* Start Records shown *
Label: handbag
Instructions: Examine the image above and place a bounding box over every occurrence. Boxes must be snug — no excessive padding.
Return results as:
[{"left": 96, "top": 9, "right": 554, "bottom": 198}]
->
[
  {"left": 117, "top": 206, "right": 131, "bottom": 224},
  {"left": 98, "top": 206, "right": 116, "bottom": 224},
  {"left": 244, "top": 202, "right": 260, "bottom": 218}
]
* End Records shown *
Instructions to follow:
Could you reproduce the entries above word for word, with every line, number, and symbol unchanged?

Reply to the exercise:
Label: handbag
Instructions: Examine the image above and place a bounding box over every occurrence. Boxes must be snug — no excessive padding.
Return results as:
[{"left": 96, "top": 9, "right": 554, "bottom": 198}]
->
[
  {"left": 117, "top": 206, "right": 131, "bottom": 224},
  {"left": 98, "top": 206, "right": 116, "bottom": 224},
  {"left": 244, "top": 202, "right": 260, "bottom": 218}
]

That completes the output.